• Task objective:
Nothing but the images should be left out when the entries are restated word for word.

• Input records:
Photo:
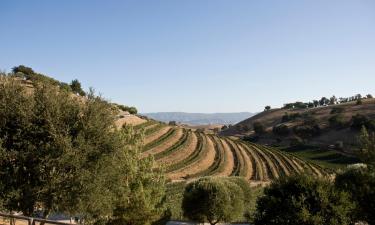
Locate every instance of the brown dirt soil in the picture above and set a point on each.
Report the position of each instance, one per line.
(182, 153)
(229, 161)
(165, 145)
(156, 135)
(202, 164)
(269, 162)
(247, 160)
(257, 165)
(279, 163)
(263, 170)
(321, 114)
(130, 120)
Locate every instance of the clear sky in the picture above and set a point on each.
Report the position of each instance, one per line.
(196, 55)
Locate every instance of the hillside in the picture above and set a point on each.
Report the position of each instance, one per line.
(200, 118)
(187, 154)
(323, 126)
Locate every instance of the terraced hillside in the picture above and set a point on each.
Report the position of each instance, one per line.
(188, 154)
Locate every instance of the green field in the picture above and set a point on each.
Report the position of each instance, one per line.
(175, 195)
(326, 158)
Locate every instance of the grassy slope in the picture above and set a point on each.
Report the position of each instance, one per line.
(329, 159)
(175, 195)
(319, 154)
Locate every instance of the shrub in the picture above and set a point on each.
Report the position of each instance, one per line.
(259, 128)
(281, 130)
(337, 110)
(289, 117)
(358, 121)
(302, 199)
(360, 184)
(213, 200)
(57, 152)
(366, 151)
(337, 121)
(306, 131)
(75, 85)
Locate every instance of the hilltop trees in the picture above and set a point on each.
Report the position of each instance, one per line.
(213, 200)
(75, 85)
(303, 200)
(62, 154)
(259, 128)
(367, 147)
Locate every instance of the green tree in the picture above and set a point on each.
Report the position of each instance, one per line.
(281, 130)
(63, 154)
(303, 200)
(367, 147)
(76, 87)
(360, 184)
(27, 72)
(259, 128)
(213, 200)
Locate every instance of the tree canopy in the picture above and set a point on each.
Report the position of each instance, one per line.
(213, 200)
(64, 154)
(303, 200)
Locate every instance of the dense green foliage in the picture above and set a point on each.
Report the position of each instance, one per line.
(214, 200)
(360, 183)
(337, 121)
(303, 200)
(367, 147)
(28, 73)
(130, 109)
(324, 101)
(358, 121)
(76, 87)
(281, 130)
(259, 128)
(64, 154)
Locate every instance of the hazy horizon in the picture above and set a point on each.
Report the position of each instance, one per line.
(196, 56)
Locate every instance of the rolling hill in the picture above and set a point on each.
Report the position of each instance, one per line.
(323, 126)
(188, 154)
(200, 118)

• Solution to the problem:
Photo:
Locate every instance of the brown dirt soil in the picture above and set a point on each.
Report the position of each instance, one per line.
(182, 153)
(229, 161)
(165, 145)
(156, 135)
(202, 164)
(269, 162)
(247, 160)
(257, 165)
(279, 163)
(263, 170)
(321, 114)
(130, 120)
Locate every instance of the clear sky in the picture above and set a point on each.
Report the position of each instance, one per line.
(196, 55)
Locate every instance of the hillside in the picture above and set a point on each.
Report the position of each instance, one per line.
(200, 118)
(187, 154)
(323, 126)
Locate every instance of the terraced hillside in the picture above and set a point on each.
Report the position of each instance, one per line.
(188, 154)
Locate every instance of the green field in the picture above and set a point on each.
Report the position of each instance, one per line.
(175, 195)
(326, 158)
Locate every instance of the grassy slope in the picture above and set a point on each.
Report the position of each instance, one per line.
(329, 159)
(175, 195)
(319, 154)
Locate every instance of the shrub in the picture above and set a point on each.
Report the position of each instance, one per line.
(259, 128)
(281, 130)
(337, 110)
(289, 117)
(358, 121)
(302, 199)
(360, 184)
(213, 200)
(57, 152)
(366, 151)
(337, 121)
(306, 131)
(75, 85)
Locate every instance of the hilltop trees in the picture above and set a point on each.
Report the position of each instance, one per line.
(213, 200)
(75, 85)
(303, 200)
(62, 154)
(259, 128)
(367, 147)
Locate every instance of the green tree in the picture above and set a point on each.
Report the position of each instance, one per line.
(281, 130)
(63, 154)
(303, 200)
(367, 147)
(76, 87)
(360, 184)
(27, 72)
(259, 128)
(213, 200)
Locate every instance of the tree canopy in the picture above and set a point on each.
Report the position of each instance, one per line.
(213, 200)
(64, 154)
(303, 200)
Locate every instance of the dense green foliage in the picture above and set a point on each.
Report the position of each instance, one per line.
(214, 200)
(360, 183)
(337, 121)
(303, 200)
(367, 147)
(28, 73)
(130, 109)
(324, 101)
(358, 121)
(76, 87)
(281, 130)
(259, 128)
(64, 154)
Locate every instance of the hazy horizon in the picture above and set a point on each.
Report the position of each instance, one per line.
(196, 56)
Locate every instance of the rolling hill in the picture above and set a point on each.
Report the position of each instance, one per line.
(323, 126)
(188, 154)
(200, 118)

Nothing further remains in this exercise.